Stored records
==*==

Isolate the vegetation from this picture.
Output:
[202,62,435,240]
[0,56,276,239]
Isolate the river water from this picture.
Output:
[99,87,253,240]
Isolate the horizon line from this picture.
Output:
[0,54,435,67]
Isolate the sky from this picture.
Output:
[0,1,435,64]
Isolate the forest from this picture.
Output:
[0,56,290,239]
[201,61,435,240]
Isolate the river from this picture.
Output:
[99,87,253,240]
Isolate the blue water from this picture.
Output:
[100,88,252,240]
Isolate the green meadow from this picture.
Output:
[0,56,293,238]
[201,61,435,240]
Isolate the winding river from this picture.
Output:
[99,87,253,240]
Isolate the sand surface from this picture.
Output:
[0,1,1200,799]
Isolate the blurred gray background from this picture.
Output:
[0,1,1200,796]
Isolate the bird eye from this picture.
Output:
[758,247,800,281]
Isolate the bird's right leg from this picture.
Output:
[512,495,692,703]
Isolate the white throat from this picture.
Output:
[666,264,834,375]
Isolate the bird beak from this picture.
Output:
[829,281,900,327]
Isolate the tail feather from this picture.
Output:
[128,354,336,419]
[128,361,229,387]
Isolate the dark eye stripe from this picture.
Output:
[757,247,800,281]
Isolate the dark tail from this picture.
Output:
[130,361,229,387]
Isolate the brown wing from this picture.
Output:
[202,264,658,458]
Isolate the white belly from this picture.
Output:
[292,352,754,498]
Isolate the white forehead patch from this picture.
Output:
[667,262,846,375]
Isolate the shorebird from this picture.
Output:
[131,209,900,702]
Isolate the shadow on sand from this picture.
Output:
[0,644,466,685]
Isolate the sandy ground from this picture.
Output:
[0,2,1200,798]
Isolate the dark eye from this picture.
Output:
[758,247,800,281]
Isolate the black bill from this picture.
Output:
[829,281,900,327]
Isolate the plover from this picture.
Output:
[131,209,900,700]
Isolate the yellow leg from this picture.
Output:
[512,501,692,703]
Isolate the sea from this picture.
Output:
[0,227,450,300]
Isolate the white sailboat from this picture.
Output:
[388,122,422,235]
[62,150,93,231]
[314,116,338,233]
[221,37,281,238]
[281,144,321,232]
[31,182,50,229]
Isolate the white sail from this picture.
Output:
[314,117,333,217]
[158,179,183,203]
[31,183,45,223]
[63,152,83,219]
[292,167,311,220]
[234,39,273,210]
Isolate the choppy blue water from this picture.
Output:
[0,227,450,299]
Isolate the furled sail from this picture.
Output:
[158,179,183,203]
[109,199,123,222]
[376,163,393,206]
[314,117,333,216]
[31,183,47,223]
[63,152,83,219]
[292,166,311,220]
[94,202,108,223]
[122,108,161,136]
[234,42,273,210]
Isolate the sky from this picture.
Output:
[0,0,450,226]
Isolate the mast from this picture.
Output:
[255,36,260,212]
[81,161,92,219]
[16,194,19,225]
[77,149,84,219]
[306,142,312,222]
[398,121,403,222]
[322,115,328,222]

==*==

### EXERCISE PROMPT
Change "picture" to "image" everywhere in the records above. Keep every other part of them the same.

### OUTPUT FOR THIS TASK
Isolate the vegetation from this image.
Output:
[202,62,435,240]
[0,56,276,239]
Isolate the river water from this image.
Output:
[99,87,253,240]
Isolate the horizon line from this image.
Output:
[0,54,435,67]
Isolate the sky from this image.
Output:
[0,1,435,64]
Isolate the forest from this image.
Output:
[0,56,290,239]
[201,61,435,240]
Isolate the river from this image.
Output:
[99,87,253,240]
Isolate the blue water from this image.
Output:
[100,88,252,240]
Isolate the green meadow from this image.
Output:
[0,56,293,238]
[201,61,435,240]
Isolate the winding river from this image.
Output:
[99,87,253,240]
Isolate the sand surface from this image.
Output:
[0,1,1200,799]
Isolate the blurred gray background from this image.
Output:
[0,1,1200,796]
Isolate the bird eye from this image.
Output:
[758,247,800,281]
Isolate the bird's right leg from this image.
Output:
[512,495,692,703]
Isolate the white throat from this image.
Output:
[666,264,834,375]
Isolate the bird beak from this image.
Output:
[829,281,900,327]
Isolate the tail feather from this image.
Output:
[128,354,336,419]
[128,361,229,387]
Isolate the dark eye stripe from this image.
Output:
[757,247,800,281]
Isolate the dark tail from this image.
Output:
[130,361,229,387]
Isolate the brown wing from this image.
Output:
[202,264,658,458]
Isolate the white belly from this image.
Output:
[292,352,754,498]
Isolate the white forehead patch from this image.
Output:
[667,262,846,375]
Isolate the shorebird from this image.
Output:
[131,209,900,702]
Isolate the shadow on sand from this image.
Output:
[0,644,466,685]
Isolate the sandy ground from this image.
Output:
[0,2,1200,798]
Isolate the dark eye from this image.
Output:
[758,247,800,281]
Isolate the black bill from this image.
Output:
[829,281,900,327]
Isolate the plover from this image.
Output:
[131,209,900,700]
Isolate the yellow leg from this image.
Output:
[512,501,692,703]
Isolate the sea from this image.
Output:
[0,227,450,300]
Isolate the white sailboat from this image.
Output:
[388,122,422,235]
[62,150,93,231]
[314,116,338,233]
[221,37,281,238]
[281,144,321,232]
[31,182,50,229]
Isolate the white sail from this image.
Output:
[314,117,333,217]
[158,179,183,203]
[31,183,45,223]
[63,152,83,219]
[292,167,311,220]
[234,39,273,210]
Isolate the choppy blue water from this image.
Output:
[0,227,450,299]
Isolate the furled sail from this image.
Output:
[158,179,183,203]
[109,199,123,222]
[376,163,393,206]
[314,117,333,216]
[31,183,47,223]
[63,152,83,219]
[292,166,311,220]
[94,202,108,223]
[122,108,161,136]
[234,42,273,210]
Isolate the sky from this image.
Output:
[0,0,450,226]
Isolate the mast from this image.
Output:
[255,36,260,212]
[81,161,92,219]
[16,194,19,225]
[77,149,84,219]
[306,142,312,222]
[398,121,403,222]
[322,115,328,222]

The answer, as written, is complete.